Identify every line in the material below that contains the string "window", treating uppercase and lowercase as different, and copy each such line in full.

--- EXTRACTED RECORDS ---

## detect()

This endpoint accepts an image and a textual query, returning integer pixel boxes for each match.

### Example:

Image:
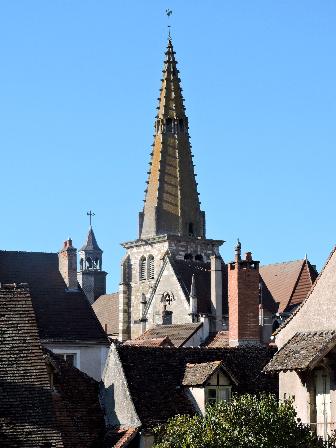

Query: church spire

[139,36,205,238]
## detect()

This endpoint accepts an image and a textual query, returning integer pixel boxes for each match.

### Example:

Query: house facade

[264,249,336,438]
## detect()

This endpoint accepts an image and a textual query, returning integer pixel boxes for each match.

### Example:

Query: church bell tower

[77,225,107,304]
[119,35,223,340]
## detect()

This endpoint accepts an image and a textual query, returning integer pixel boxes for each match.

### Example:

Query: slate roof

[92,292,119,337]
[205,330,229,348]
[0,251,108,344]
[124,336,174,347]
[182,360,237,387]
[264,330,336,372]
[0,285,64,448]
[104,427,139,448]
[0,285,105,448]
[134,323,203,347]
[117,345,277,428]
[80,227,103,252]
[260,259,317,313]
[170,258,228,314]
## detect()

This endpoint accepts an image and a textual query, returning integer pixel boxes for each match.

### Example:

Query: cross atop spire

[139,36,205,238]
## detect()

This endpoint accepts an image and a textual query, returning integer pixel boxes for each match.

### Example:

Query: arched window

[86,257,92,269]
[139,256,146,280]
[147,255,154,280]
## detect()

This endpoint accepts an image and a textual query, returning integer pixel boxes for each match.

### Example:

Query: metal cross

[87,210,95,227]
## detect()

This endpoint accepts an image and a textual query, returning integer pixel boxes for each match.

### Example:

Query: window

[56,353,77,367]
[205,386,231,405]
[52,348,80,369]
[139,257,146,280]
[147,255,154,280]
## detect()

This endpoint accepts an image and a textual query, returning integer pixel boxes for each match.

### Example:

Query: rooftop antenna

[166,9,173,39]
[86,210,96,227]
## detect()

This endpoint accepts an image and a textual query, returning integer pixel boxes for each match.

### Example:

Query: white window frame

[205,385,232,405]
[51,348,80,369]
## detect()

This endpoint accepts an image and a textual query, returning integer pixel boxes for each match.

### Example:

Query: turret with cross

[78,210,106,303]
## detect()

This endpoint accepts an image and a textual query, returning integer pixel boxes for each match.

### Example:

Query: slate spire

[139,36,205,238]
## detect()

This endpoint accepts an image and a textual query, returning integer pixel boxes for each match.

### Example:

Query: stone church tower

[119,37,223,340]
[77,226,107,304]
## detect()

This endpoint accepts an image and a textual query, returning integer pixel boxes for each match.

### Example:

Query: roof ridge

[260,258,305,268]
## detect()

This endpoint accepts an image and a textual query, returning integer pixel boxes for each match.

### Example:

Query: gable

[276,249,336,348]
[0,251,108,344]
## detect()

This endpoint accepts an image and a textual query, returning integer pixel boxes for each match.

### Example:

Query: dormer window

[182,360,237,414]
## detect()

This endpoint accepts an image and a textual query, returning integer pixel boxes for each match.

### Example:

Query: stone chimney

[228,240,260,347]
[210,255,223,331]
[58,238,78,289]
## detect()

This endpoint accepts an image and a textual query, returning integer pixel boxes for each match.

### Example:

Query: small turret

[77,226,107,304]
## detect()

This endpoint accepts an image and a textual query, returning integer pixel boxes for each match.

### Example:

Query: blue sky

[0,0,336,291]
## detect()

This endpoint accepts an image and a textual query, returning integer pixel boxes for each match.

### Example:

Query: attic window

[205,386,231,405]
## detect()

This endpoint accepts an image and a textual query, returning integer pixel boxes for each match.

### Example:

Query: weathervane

---

WRITTEN SOLUTION:
Query: arched window
Query: window
Query: white window frame
Query: dormer window
Query: attic window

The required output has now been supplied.